**Exercise goal**
Transcribe the stretch from "In regards to" through "prior to starting." in the forum thread about the BH trial.

**Page**
--- Start ---

# helpbh



## johnkellie (Mar 21, 2001)

Well i looked on the usa sch.web site and can't find out about what the dog has to have for the bh as far as tattoo or chip or what and what the routine consists of.Ccan anyone help thanks


----------



## Northern GSDs (Oct 30, 2008)

Do you have a current rule book? If not, you might want to consider ordering one, as this is one of the things I have found to be most helpful for me. 

In regards to the routine/pattern for the BH, this link has some info for the BH, including a typical heeling pattern that would be done.

DVG America: VPG, IPO, BH, and Other Trial Rules/Regulations


----------



## mnm (Jan 9, 2006)

Dog must be 15 months old, must be tattooed or micro-chipped, but if chipped, you will have to provide a reader to show his chip. Judge will also do a temperament test prior to starting.

The heeling pattern is:
start with the dog in basic position (sitting). Heel 50 paces up field, about turn, 10-15 paces normal, 10-15 paces fast, 10-15 paces slow, 10-15 paces normal, right hand turn, 15 paces, right hand turn, 20 paces, about turn, 7-10 paces, halt and dog is to sit in basic position. Heel, 10-13 paces, left turn, heel to group. Heel into and through group with a right turn and left turn (figure 8) around two different people, halt in group with dog sitting in basic position, heel and exit group about 10-15 paces, about turn and come to basic position. Remove leash. Heel through group again doing a right and left turn and halting within the group. Exit the group and return to the basic starting position. Heel 10-15 paces and do a sit in motion. (You give the command to sit while you keep walking forward for 30 paces.) At the end of 30 paces, stop and turn around so that you are facing your dog. On the judges signal, you return to the dog and step back into the basic position. (You may begin the next excercise from this point, or you may return to the original starting position. On signal, you begin heeling 10-15 paces and give the down in motion command. (Command and you keep walking 30 paces) At the end of 30 paces, stop and turn around to face the dog. On the judges signal, you recall the dog, and it comes to sit directly in front of you. After a 3 second pause, you give the heel command and the dog returns to the basic position in a sit. You put the leash back on the dog, and proceed to the area marked for the long down under distraction. Make sure you know which area is for males and which area is for females. In the basic position (dog sitting), on the judges signal, remove the leash, give the down command and then walk 30 paces forward and stop. You will stay in this position, until the other dog finishes his heeling pattern. On the judges signal, you return to the dog after the other person does the recall from the down in motion.

If you pass this portion, then the judge will do a traffic portion, with all the dogs and handlers who have passed the first part. Eac judge has their own particular things that they will do during this phase. They should check for the dogs reaction to someone walking another dog, a jogger, bicyclist and an automobile, while you are walking the dog on leash. Then they will test this again with the dog tied out, to a fence or something, while you, the handler is out of sight. There are other things that they often do, but as I said, it varies by each individual judge.

--- End ---

**Entries provided**
--- Start ---

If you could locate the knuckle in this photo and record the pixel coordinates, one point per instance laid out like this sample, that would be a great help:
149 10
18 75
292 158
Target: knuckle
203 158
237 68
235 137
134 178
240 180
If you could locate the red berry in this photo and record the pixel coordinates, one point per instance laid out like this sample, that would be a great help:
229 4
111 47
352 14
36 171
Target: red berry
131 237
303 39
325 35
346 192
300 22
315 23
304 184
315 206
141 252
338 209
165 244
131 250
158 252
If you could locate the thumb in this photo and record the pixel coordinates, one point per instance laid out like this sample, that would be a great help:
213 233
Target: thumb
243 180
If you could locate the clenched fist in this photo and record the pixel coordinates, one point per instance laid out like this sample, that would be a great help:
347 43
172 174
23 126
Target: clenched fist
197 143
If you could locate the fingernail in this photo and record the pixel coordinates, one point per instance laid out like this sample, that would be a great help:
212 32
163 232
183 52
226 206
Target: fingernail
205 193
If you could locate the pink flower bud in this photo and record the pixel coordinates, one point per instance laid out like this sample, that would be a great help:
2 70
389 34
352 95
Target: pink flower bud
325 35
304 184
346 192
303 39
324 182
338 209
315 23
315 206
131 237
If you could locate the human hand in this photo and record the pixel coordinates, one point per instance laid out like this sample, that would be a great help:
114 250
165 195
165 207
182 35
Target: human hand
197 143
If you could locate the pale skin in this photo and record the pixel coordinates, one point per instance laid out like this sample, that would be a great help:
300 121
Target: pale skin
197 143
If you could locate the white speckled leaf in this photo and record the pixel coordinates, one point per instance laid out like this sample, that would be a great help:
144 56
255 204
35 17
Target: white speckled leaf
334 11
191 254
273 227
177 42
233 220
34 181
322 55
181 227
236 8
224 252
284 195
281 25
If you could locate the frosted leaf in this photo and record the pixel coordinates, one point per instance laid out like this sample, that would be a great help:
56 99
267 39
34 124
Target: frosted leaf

--- End ---

**Answer to this exercise**
In regards to the routine/pattern for the BH, this link has some info for the BH, including a typical heeling pattern that would be done.

DVG America: VPG, IPO, BH, and Other Trial Rules/Regulations


----------



## mnm (Jan 9, 2006)

Dog must be 15 months old, must be tattooed or micro-chipped, but if chipped, you will have to provide a reader to show his chip. Judge will also do a temperament test prior to starting.